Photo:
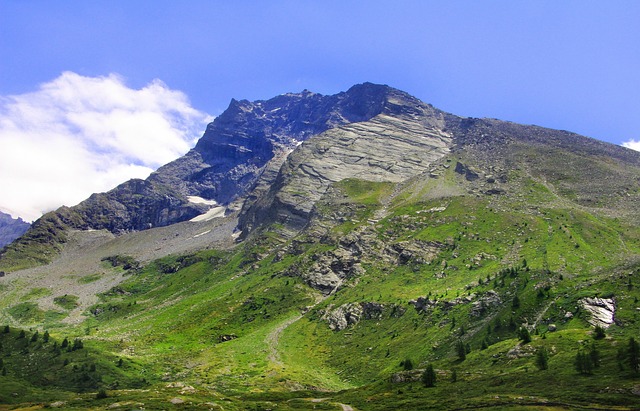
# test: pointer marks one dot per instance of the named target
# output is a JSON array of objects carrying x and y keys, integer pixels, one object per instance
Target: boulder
[{"x": 601, "y": 311}]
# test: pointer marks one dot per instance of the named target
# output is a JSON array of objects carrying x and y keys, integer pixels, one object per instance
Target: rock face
[
  {"x": 352, "y": 313},
  {"x": 402, "y": 140},
  {"x": 601, "y": 311},
  {"x": 274, "y": 159},
  {"x": 11, "y": 228}
]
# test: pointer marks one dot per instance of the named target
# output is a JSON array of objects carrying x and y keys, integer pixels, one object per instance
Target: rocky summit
[{"x": 359, "y": 251}]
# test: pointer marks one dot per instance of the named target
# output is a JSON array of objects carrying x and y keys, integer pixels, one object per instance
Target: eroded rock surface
[{"x": 601, "y": 311}]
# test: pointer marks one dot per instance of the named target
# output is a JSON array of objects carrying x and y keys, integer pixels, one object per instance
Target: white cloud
[
  {"x": 78, "y": 135},
  {"x": 632, "y": 144}
]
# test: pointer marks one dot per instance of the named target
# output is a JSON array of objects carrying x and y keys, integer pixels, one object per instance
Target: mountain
[
  {"x": 11, "y": 228},
  {"x": 339, "y": 252}
]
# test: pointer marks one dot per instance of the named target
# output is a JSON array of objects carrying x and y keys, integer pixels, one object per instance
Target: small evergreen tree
[
  {"x": 583, "y": 363},
  {"x": 542, "y": 358},
  {"x": 461, "y": 350},
  {"x": 523, "y": 334},
  {"x": 429, "y": 376},
  {"x": 621, "y": 356},
  {"x": 77, "y": 344},
  {"x": 407, "y": 364},
  {"x": 594, "y": 354},
  {"x": 633, "y": 355},
  {"x": 599, "y": 333}
]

# ACTIVITY
Each record above goes into the copy word for word; the pictures do not.

# TASK RESULT
Photo:
# test: pointer marks one dot per instance of the named target
# output is a JSON array of objects carrying x and y keys, integer pixels, one object per instance
Target: boulder
[{"x": 601, "y": 311}]
# test: pointer marks one dot per instance of the named target
# output is a JSON array of objects carrying x and y keys, integer pixels, one object per instance
Target: rock face
[
  {"x": 352, "y": 313},
  {"x": 402, "y": 140},
  {"x": 601, "y": 311},
  {"x": 274, "y": 159},
  {"x": 11, "y": 228}
]
# test: pointer marks one dot per instance of the named target
# output is a JSON array of objects carrying x and y keys, integer pixels, one object per instance
Target: rocky summit
[{"x": 359, "y": 251}]
# test: pointer marks one dot per instance of the named target
# output is a JSON array of objects carrying x and y keys, integer pixels, one object per instance
Target: eroded rock surface
[{"x": 601, "y": 311}]
# test: pointer marks one dot per instance of the named target
# output is a JSON array of objects carrying x and y keys, integer pixels, one object per instance
Target: white cloud
[
  {"x": 78, "y": 135},
  {"x": 632, "y": 144}
]
# test: pointer marks one dot per instance of the named target
# output is a JSON array of objects carrying x and y keys, integer pixels, one object per instance
Target: mountain
[
  {"x": 11, "y": 228},
  {"x": 339, "y": 252}
]
# test: pointer marks one dot per instance of the named target
# output is a JSON array of objects carrying x and y keys, integer pixels, one object per instance
Target: small evergreen tree
[
  {"x": 583, "y": 363},
  {"x": 542, "y": 358},
  {"x": 461, "y": 350},
  {"x": 523, "y": 334},
  {"x": 429, "y": 376},
  {"x": 621, "y": 356},
  {"x": 77, "y": 344},
  {"x": 407, "y": 364},
  {"x": 594, "y": 354},
  {"x": 633, "y": 355},
  {"x": 599, "y": 333}
]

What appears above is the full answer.